* Objective:
Gather every line below that contains the word "fill", and copy each of those lines in full.

* Record extracts:
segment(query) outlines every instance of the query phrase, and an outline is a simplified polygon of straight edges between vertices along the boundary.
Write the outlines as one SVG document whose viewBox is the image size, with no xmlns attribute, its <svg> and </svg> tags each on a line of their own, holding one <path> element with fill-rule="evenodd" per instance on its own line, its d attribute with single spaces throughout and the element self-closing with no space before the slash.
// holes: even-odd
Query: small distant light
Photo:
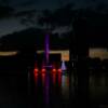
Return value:
<svg viewBox="0 0 108 108">
<path fill-rule="evenodd" d="M 45 69 L 43 68 L 41 71 L 42 71 L 42 72 L 45 72 Z"/>
<path fill-rule="evenodd" d="M 52 71 L 53 71 L 53 72 L 56 72 L 56 69 L 54 68 Z"/>
<path fill-rule="evenodd" d="M 39 71 L 38 68 L 36 68 L 36 69 L 35 69 L 35 72 L 38 72 L 38 71 Z"/>
<path fill-rule="evenodd" d="M 62 72 L 62 69 L 58 69 L 57 71 L 58 71 L 58 72 Z"/>
</svg>

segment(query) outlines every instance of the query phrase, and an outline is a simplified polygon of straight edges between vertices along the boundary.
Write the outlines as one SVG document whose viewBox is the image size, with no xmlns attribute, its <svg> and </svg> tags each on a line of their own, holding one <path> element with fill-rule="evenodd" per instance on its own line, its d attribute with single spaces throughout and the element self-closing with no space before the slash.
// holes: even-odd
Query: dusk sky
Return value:
<svg viewBox="0 0 108 108">
<path fill-rule="evenodd" d="M 4 0 L 0 0 L 4 1 Z M 26 11 L 26 10 L 40 10 L 43 9 L 57 9 L 62 5 L 65 5 L 69 2 L 75 2 L 75 8 L 80 6 L 95 6 L 98 3 L 105 2 L 108 3 L 107 0 L 5 0 L 9 2 L 9 5 L 13 6 L 16 11 Z M 15 31 L 19 31 L 26 29 L 30 26 L 25 26 L 19 23 L 21 17 L 10 17 L 0 19 L 0 37 L 12 33 Z"/>
</svg>

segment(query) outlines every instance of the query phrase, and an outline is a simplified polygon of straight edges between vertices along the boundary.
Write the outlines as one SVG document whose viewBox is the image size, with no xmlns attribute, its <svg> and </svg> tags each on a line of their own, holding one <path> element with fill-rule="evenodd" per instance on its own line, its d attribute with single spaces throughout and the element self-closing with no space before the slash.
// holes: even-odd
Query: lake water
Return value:
<svg viewBox="0 0 108 108">
<path fill-rule="evenodd" d="M 73 83 L 73 75 L 69 77 L 68 73 L 37 73 L 31 79 L 28 70 L 2 70 L 0 71 L 0 108 L 70 108 L 69 99 L 75 94 Z M 107 72 L 90 73 L 89 83 L 90 103 L 97 105 L 98 108 L 107 106 Z"/>
</svg>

* Finished exercise:
Write the outlines as one SVG document whose viewBox is the image size, with no xmlns attribute, its <svg> and </svg> tags each on a line of their own, holding one <path> element with fill-rule="evenodd" per instance on its own line, its d attribute with single spaces throughout and the element self-closing with no space before the slash.
<path fill-rule="evenodd" d="M 45 69 L 43 68 L 41 71 L 42 71 L 42 72 L 45 72 Z"/>
<path fill-rule="evenodd" d="M 52 71 L 53 71 L 53 72 L 56 72 L 56 69 L 54 68 Z"/>
<path fill-rule="evenodd" d="M 39 71 L 38 68 L 36 68 L 36 69 L 35 69 L 35 72 L 38 72 L 38 71 Z"/>
<path fill-rule="evenodd" d="M 62 72 L 62 69 L 58 69 L 57 71 L 58 71 L 58 72 Z"/>
Write the outlines as one SVG document whose viewBox is the image size, with no xmlns attribute, its <svg> and </svg> tags each on a line of their own, holding one <path> element with fill-rule="evenodd" per instance on its own line, its d attribute with single spaces throughout and the element self-closing with no space before the slash.
<path fill-rule="evenodd" d="M 4 0 L 0 0 L 4 1 Z M 26 11 L 26 10 L 40 10 L 43 9 L 57 9 L 62 5 L 65 5 L 69 2 L 75 2 L 75 8 L 80 6 L 95 6 L 98 3 L 105 2 L 108 3 L 107 0 L 5 0 L 9 2 L 9 5 L 13 6 L 16 11 Z M 15 31 L 19 31 L 26 29 L 30 26 L 25 26 L 19 23 L 21 17 L 10 17 L 0 19 L 0 37 L 12 33 Z"/>
Write the outlines as one SVG document whose viewBox is the image size, with no xmlns attribute, its <svg> and </svg> tags each on a line of their own, holding one <path> element with fill-rule="evenodd" per instance on its own line, its d attribute with single spaces throughout and the element self-closing with no space before the slash.
<path fill-rule="evenodd" d="M 73 83 L 73 75 L 69 77 L 68 73 L 37 73 L 31 79 L 28 70 L 2 70 L 0 71 L 0 108 L 70 108 L 69 99 L 75 94 Z M 107 72 L 90 73 L 89 83 L 90 103 L 97 105 L 98 108 L 107 106 Z"/>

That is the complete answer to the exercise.